*** Supplied records ***

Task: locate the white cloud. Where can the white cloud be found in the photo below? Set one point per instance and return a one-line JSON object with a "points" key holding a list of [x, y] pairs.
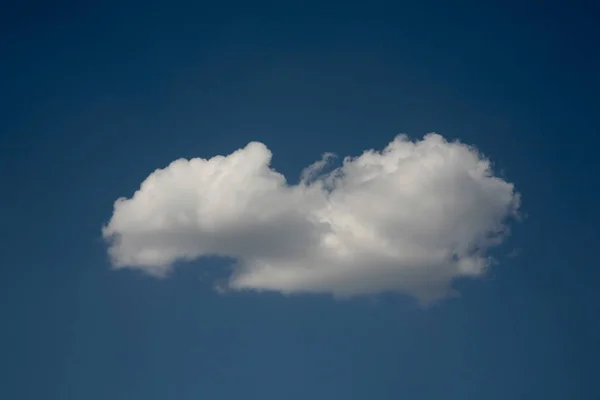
{"points": [[410, 218]]}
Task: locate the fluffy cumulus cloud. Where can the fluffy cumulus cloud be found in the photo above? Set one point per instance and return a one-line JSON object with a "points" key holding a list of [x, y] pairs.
{"points": [[410, 218]]}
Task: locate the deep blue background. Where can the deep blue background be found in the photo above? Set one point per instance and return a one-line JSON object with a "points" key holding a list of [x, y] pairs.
{"points": [[95, 97]]}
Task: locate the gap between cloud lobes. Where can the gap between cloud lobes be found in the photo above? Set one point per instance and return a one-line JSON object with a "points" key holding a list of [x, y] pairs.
{"points": [[410, 218]]}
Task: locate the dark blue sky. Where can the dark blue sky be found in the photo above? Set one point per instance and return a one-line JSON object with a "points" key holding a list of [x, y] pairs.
{"points": [[95, 97]]}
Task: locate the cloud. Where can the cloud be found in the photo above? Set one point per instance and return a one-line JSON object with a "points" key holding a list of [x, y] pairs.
{"points": [[410, 218]]}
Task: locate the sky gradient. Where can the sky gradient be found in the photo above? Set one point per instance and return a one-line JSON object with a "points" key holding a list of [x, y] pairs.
{"points": [[94, 98]]}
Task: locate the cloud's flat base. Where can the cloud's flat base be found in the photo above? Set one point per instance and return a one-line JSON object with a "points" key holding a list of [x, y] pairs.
{"points": [[410, 218]]}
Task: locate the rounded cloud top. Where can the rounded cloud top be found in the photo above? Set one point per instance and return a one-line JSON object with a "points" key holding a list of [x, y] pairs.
{"points": [[410, 218]]}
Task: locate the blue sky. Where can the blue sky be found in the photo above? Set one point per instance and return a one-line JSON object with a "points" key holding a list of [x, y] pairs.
{"points": [[96, 97]]}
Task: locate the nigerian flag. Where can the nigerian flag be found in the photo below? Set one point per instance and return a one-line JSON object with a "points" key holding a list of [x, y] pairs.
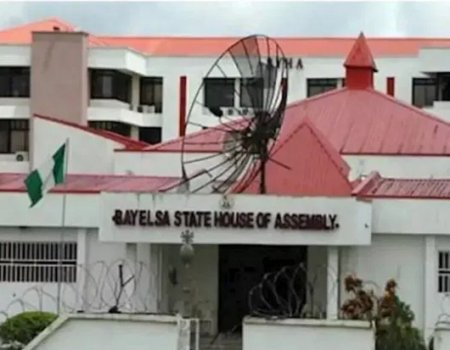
{"points": [[49, 174]]}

*** End of Supplied records ***

◆ Action item ◆
Restate the data above word for word. Skip every picture.

◆ Exercise result ◆
Task: locate the white cloud. Where can the white cloud be found in the photo below? Set one point per instance and return a one-line JSON object with a "points" key holding a list of [x, y] pairs.
{"points": [[410, 218]]}
Task: locate the fluffy cumulus cloud. Where can the fluffy cumulus cloud be found in the photo above? Set one point per instance and return a one-line JSON object with a "points" key holding a list of [x, y] pairs.
{"points": [[410, 218]]}
Task: locate the deep blue background. Where can the deep blue background be found in the photo above? Set one point per instance and return a one-line JSON object with a "points" key holding a list of [x, y] pairs.
{"points": [[95, 97]]}
Task: locate the gap between cloud lobes. Where can the gap between cloud lobes be found in the photo above? Set one point per instance and return a one-line JSON object with a "points" key holding a list of [x, y] pairs.
{"points": [[410, 218]]}
Task: locate the dark blue sky. Where can the dark blue sky be found in the photo above? Set one point per instance and return a one-line JSON object with a "points" key holding a list of [x, y] pairs.
{"points": [[95, 97]]}
Task: locate the cloud. Where can the cloud be found in the photo above? Set one point per instance and return a one-line JSON object with a "points" key holding a list of [x, y] pairs.
{"points": [[410, 218]]}
Task: locate the sky gradient. Where can the sky gradient be found in the photo above? Set one point per instance and return a one-line JSON object with a "points" key holding a list of [x, y] pairs.
{"points": [[94, 98]]}
Task: locate the cloud's flat base. Where can the cloud's flat base be found in the photo above? Set one point per instance and return a one-line JSON object with a "points" key holding a list of [x, y] pairs.
{"points": [[410, 218]]}
Task: locate the rounded cloud top. Where can the rounded cloud top be found in the photo above? Set one point per instance and return a one-line JSON object with a "points" key holding a list of [x, y] pairs.
{"points": [[410, 218]]}
Task: locate the blue sky. Where can the blue sky be found in the photo above? Set one point per instance and return a one-line JSON object with a "points" key holding a list of [x, y] pairs.
{"points": [[96, 97]]}
Task: locate the nigerian flag. Where can the nigerian flag be found in the photo below? Set one point per instance and return a one-line JSON object with a "points" key holding a list of [x, y] pairs.
{"points": [[49, 174]]}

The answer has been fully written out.